_Objective_
Please list every line in the material below that contains the word "ceiling", copying each line in full.

_Given records_
— begin —

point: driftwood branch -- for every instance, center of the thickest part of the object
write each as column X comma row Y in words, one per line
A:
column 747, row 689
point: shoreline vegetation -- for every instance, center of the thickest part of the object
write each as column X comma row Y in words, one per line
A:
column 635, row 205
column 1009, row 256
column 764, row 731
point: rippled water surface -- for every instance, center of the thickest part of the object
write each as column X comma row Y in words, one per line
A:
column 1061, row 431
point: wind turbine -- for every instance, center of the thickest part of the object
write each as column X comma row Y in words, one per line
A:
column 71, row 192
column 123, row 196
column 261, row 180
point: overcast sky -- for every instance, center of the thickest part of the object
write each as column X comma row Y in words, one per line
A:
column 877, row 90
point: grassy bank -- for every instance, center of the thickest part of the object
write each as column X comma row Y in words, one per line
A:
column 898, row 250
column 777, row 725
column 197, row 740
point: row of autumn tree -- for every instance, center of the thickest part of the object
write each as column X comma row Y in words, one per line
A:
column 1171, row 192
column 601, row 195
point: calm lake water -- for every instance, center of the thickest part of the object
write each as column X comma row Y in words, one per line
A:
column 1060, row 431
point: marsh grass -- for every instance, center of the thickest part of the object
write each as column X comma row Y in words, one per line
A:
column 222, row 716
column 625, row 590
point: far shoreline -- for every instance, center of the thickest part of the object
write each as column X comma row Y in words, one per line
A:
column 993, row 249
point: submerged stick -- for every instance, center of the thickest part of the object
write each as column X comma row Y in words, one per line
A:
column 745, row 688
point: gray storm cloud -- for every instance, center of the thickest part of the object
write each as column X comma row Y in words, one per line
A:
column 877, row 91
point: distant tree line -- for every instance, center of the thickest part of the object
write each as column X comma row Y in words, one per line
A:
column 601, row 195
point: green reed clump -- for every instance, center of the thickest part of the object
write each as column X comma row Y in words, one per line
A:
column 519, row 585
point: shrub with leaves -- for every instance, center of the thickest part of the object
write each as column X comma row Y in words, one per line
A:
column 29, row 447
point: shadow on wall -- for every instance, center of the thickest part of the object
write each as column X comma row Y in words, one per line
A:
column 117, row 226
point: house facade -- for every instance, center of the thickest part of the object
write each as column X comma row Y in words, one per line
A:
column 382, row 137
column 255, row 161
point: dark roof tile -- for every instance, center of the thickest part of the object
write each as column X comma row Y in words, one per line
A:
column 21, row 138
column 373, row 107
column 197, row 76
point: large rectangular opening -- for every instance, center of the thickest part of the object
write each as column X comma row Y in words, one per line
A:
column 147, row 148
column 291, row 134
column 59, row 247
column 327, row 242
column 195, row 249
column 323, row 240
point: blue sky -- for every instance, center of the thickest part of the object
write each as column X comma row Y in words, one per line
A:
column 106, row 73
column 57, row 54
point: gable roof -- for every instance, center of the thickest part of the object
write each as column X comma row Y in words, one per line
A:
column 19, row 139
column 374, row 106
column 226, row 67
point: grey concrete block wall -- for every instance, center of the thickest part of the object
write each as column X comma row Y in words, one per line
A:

— end —
— begin —

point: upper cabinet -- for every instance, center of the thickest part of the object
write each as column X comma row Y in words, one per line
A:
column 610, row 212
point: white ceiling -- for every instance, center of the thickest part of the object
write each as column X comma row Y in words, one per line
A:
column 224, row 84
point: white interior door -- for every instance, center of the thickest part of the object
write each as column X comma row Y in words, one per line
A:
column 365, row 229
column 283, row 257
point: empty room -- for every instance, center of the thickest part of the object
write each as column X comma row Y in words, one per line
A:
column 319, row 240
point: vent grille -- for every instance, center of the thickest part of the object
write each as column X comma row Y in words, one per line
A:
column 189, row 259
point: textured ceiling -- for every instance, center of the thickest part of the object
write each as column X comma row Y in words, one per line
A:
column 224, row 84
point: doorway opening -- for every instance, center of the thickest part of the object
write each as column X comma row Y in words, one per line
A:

— end —

_Full output_
point: white ceiling -- for every instance, center of the thickest part of the object
point: textured ceiling -- for every instance, center of the thickest part of the object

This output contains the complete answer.